* PROBLEM REQUIREMENTS:
All of the listing below must be repeated word for word. Pictures are the only thing to omit.

────

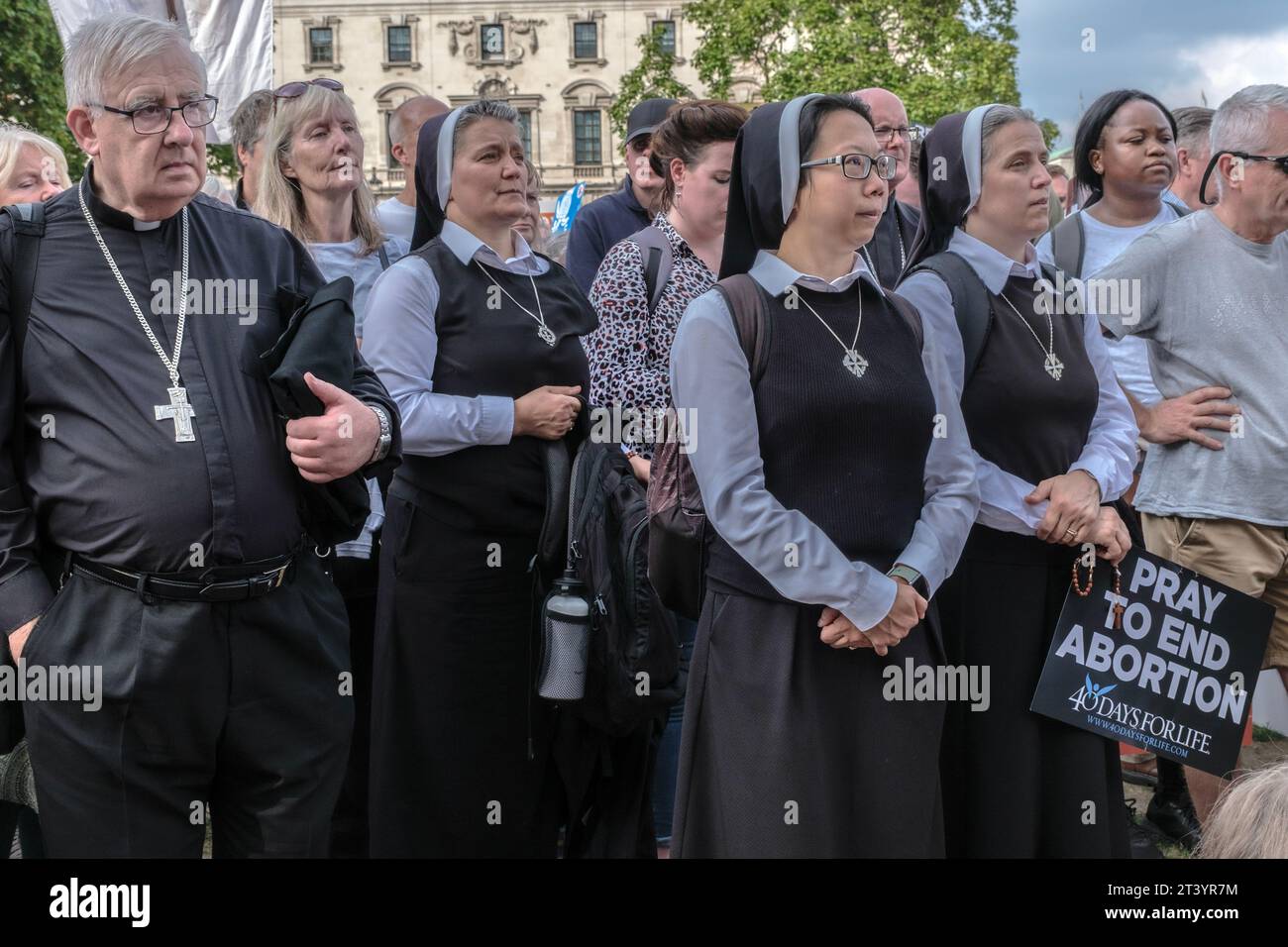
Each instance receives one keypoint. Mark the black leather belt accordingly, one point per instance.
(215, 583)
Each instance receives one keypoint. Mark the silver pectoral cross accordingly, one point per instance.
(180, 411)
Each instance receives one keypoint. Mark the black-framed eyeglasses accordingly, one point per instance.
(1278, 159)
(155, 119)
(858, 166)
(911, 133)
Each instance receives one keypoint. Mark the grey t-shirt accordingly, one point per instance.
(1215, 311)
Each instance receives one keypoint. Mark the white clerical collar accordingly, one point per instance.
(776, 275)
(465, 247)
(992, 265)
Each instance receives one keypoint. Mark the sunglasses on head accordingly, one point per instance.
(1279, 159)
(292, 90)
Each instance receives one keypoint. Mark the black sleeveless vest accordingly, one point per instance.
(497, 352)
(848, 453)
(1017, 415)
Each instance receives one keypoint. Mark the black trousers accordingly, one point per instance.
(356, 579)
(235, 706)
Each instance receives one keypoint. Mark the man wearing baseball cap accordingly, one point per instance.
(614, 217)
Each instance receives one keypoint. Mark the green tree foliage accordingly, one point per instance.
(652, 77)
(938, 55)
(31, 77)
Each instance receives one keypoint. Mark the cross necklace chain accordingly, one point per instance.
(853, 361)
(544, 331)
(1052, 365)
(178, 410)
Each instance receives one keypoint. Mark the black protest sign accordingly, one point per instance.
(1175, 678)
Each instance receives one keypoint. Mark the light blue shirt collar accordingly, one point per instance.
(776, 275)
(465, 247)
(992, 265)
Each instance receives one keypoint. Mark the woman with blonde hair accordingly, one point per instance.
(33, 167)
(314, 187)
(312, 184)
(1250, 817)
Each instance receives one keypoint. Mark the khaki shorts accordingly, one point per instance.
(1244, 556)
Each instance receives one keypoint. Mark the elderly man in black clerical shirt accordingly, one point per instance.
(150, 493)
(888, 252)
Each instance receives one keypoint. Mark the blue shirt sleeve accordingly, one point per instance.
(400, 343)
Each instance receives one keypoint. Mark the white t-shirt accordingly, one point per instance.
(395, 218)
(1103, 244)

────

* RESULT OF THIS EXERCISE:
Each instance receives one keypoint. Mark the black leather belt accordingly, one point per instance.
(215, 583)
Each instance receives one keypoint. Mark the silver pectoral cross accordingly, one point per instance.
(180, 411)
Each instance receives one keypoint. Mark the black-framed eyeglasses accordingly, one point per instance.
(1278, 159)
(155, 119)
(858, 166)
(911, 133)
Each instance receives one keypoint. Mark the grey t-shirt accordingly, one point per instance.
(1215, 311)
Each instance receives one keypoint. Mark the white clerical collar accordingly, one point per instance.
(776, 275)
(465, 247)
(992, 265)
Each instance receives one keypoint. Mark the sunglasses on head accordingly, one point per instance.
(1279, 159)
(292, 90)
Each instance receives one keypoint. Mark the black sleeveless vest accordingly, one point per instance.
(497, 352)
(848, 453)
(1017, 415)
Each instance receives one keypoint. Mark the black trousers accordingly, one point per instance.
(356, 579)
(235, 706)
Each instance receives one keypoint. Mark the man wearing baseball cap accordingly, one point per instance.
(614, 217)
Each instance receives one keypoint. Mark the green tree foliage accordingly, one point per instance.
(652, 77)
(938, 55)
(31, 77)
Each instance receives one keypoint. Mark the cross necklace chain accordingly, one point per instance.
(853, 361)
(544, 331)
(1052, 365)
(178, 410)
Each instance receives one keypoint. Mark the black protest sign accordingly, one point per instance.
(1175, 678)
Each instance receives one keypoint. Mark the light blue shirt collar accordingly, one point per instance.
(776, 275)
(465, 247)
(992, 265)
Each instance receives one keypoint. Mark the woman with blonde hair accordingly, one point per instance.
(33, 167)
(314, 187)
(312, 184)
(1250, 817)
Each instance receives one keypoint. Mark the khaki shorts accordingly, one point per instance.
(1244, 556)
Each instance receives one keypoint. Mark the elderly man in black clerical shirt accordingly, one point per instance.
(150, 493)
(888, 252)
Each instance receives one keypoint. Mark the blue shirt sleeve accordingly, one point per instance.
(400, 343)
Each instance receives one keypoint. Mark the white t-shirt accordingly, one point per instance.
(395, 218)
(1103, 244)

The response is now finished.